[Begin]

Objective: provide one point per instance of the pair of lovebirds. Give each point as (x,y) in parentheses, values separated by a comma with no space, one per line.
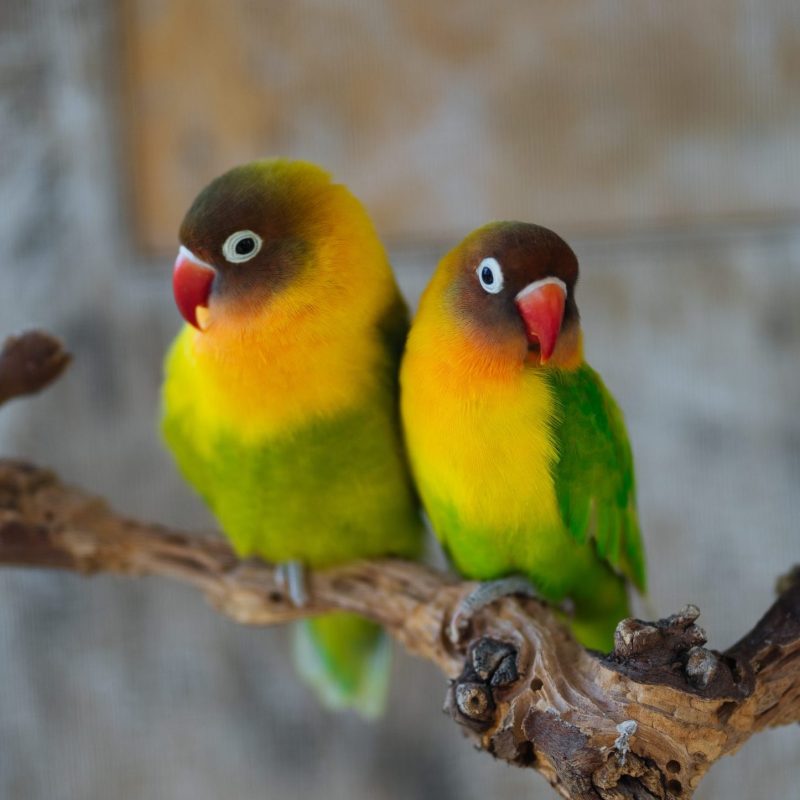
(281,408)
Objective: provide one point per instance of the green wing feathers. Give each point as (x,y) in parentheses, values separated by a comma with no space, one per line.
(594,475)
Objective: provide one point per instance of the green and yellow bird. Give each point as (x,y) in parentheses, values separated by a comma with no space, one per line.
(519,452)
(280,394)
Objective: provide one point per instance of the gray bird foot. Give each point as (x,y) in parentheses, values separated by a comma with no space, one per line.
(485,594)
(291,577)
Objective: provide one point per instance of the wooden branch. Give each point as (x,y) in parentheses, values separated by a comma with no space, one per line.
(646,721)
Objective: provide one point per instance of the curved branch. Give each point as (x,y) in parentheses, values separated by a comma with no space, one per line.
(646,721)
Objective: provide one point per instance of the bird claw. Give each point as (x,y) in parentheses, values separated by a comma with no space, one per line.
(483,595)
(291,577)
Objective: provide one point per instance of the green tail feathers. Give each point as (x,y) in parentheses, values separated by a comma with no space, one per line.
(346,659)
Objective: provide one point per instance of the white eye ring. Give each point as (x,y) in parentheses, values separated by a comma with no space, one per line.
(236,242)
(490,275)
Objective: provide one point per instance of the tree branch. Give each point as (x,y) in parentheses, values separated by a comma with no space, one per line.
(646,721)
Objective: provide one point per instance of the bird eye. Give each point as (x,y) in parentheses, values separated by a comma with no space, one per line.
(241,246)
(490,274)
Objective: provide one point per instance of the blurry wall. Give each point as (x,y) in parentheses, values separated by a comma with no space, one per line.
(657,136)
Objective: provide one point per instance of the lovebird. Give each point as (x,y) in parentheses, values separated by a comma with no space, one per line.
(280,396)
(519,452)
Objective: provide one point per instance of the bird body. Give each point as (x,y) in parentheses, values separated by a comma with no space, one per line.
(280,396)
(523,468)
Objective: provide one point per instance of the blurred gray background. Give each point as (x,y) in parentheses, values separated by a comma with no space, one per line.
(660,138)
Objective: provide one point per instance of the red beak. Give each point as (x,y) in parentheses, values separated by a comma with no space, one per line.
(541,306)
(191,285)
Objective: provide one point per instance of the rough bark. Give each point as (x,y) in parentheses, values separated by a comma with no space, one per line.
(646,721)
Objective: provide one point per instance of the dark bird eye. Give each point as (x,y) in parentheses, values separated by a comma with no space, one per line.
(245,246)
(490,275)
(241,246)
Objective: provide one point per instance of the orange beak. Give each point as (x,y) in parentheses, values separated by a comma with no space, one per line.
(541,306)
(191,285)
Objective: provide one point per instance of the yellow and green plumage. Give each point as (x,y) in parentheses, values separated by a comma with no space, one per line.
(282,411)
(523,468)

[End]

Output every item above as a two-column CSV with the columns instruction and points, one row per item holding its text and its answer, each in a single quoted field with line breaks replaced by spaces. Leave the pictures out.

-- Correct output --
instruction,points
"Objective: provide one point per instance of the pair of lovebirds. Give each point as (x,y) in parentheses, values separated by a comma with no space, one per line.","(281,408)"
"Objective: provide one point per instance of the green wing feathers. Give each point as (x,y) in parentheses, values separated by a comma with no space, one per line.","(594,475)"
"Objective: provide one point per instance of the green and yellow bird. Give each point as (x,y) in parentheses, values separated by a comma with no space, one per line.","(519,452) (280,394)"
"Objective: provide one point per instance of the gray bird foot. Give each point as (x,y) in parentheses, values separated by a comma with no space, one per line.","(485,594) (291,577)"
"Objective: provide one point per instance of the wooden branch. Give each point as (x,y) in parentheses, values separated by a comma with no space, one per line.","(646,721)"
"Objective: provide one point per instance of the curved branch. Give each point as (x,y) in parentheses, values separated by a comma with no space, one per line.","(646,721)"
"Objective: provide one point per instance of the bird claw. Give each point as (x,y) in parentheses, values separated by a comma with no space, one per line.","(483,595) (291,577)"
"Objective: provide one point per instance of the green tail feathers. Give each point as (x,y) in parentheses, values separated by a comma with no space, one per line.","(346,659)"
"Objective: provide one point per instance of the white eye ring. Give each point as (x,y) in parentheses, values separated by a comma with no space, one per line.","(236,242) (490,275)"
"Objective: provide one point per instance of the tree branch. Give each point as (x,y) in parentheses, values separated by a comma with no space, one per line.","(646,721)"
"Objective: provide one point per instance of the bird eye. Give each point as (x,y) in parentheses, values separated by a comma with no space, one per line.","(241,246) (490,274)"
"Objective: provide one point per instance of the blurry wall. Give each point as (x,y) in parentheses, values separated by a comma with no space, one per line.","(657,136)"
"Objective: provide one point per instance of the lovebird. Give each point as (x,y) in parentheses, values separated by a comma with no space, one per line.","(280,396) (519,452)"
"Objective: provide one point per instance of the bird body. Give each point as (x,y) in parentheses, values separated by a comma with no space, one per line.","(280,396) (523,468)"
"Objective: provide one point per instance of the blurred gray background. Give each point as (x,y) in parentheses, values separated by a comma with no space, one per line.","(660,138)"
"Objective: provide one point per instance of the red beak. Give each point as (x,y) in parentheses, values separated by a comma with no space, one per line.","(541,306) (191,285)"
"Objective: provide one point per instance of the rough bark. Give each point as (x,y) in parentheses, values separated by a comma with no space, one per line.","(646,721)"
"Objective: provide one point per instance of the dark bird eye. Give each point as (x,y) in parentheses, values separated by a comma with no space, one per line.","(245,246) (490,275) (241,246)"
"Objective: provide one point per instance of the orange beak. Give each point as (x,y) in parentheses, values separated by a comma with no space, one per line.","(541,306) (191,285)"
"Objective: provide one point per instance of the yellow and green plumage. Give each point as (x,y) in parentheses, values separated by a comma with no space, one per line.","(282,411) (523,468)"